## Data entries
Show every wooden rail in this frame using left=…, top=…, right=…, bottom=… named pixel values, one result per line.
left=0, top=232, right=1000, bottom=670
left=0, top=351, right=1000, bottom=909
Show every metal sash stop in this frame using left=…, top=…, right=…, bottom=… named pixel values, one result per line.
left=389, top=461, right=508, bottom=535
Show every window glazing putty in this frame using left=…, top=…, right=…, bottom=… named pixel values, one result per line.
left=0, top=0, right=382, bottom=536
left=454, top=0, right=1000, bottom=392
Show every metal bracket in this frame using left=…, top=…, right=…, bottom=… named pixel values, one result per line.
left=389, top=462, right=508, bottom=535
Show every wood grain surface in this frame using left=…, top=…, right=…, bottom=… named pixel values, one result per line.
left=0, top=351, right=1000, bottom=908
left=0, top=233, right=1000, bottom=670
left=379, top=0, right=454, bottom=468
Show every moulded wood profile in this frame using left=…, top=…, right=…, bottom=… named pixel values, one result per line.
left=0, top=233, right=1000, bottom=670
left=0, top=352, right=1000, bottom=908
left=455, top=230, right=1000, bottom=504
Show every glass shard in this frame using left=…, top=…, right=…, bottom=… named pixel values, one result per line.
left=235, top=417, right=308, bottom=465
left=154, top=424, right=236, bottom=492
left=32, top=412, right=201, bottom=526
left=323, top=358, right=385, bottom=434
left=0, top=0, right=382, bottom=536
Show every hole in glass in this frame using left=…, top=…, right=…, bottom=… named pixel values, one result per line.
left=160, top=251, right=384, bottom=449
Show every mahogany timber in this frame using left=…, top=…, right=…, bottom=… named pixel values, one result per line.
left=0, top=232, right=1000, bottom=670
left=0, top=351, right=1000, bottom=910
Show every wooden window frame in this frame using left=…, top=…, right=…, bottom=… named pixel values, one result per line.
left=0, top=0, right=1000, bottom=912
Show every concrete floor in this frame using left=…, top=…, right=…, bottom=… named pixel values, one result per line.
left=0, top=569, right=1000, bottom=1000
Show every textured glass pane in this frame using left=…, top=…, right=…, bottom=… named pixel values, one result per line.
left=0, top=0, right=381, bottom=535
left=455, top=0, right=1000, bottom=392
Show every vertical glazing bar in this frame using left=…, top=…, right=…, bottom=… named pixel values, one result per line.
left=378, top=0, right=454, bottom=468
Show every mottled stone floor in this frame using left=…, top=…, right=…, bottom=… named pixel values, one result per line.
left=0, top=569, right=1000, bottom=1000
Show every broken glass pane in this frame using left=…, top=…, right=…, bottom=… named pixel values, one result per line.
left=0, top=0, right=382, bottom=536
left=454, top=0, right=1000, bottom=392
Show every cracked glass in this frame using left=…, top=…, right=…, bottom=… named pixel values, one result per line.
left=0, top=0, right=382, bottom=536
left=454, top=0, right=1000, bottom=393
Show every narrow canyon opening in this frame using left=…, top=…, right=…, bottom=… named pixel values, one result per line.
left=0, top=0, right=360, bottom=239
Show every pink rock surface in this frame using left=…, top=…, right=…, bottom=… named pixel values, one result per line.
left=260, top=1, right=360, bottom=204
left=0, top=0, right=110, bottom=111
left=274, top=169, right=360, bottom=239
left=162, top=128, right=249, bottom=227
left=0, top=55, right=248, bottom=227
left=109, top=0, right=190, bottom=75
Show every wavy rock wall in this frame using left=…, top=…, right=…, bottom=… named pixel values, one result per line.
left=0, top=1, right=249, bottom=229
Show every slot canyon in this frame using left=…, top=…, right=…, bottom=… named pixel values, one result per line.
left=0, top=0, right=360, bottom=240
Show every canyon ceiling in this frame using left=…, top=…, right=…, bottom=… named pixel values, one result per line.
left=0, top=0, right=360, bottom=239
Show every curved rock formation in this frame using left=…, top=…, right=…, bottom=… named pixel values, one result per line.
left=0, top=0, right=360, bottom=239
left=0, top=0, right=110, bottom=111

## Required task
Copy the records from the line with "Show every canyon" up to and including the end of the records, swapping "curved" for "arched" and leaving all else unchanged.

## Output of the task
Show every canyon ceiling in this frame using left=…, top=…, right=…, bottom=… named pixel values, one result per line.
left=0, top=0, right=360, bottom=239
Show every arched rock formation in this frame using left=…, top=…, right=…, bottom=… named pixel values, one result per line.
left=0, top=0, right=360, bottom=239
left=0, top=0, right=110, bottom=111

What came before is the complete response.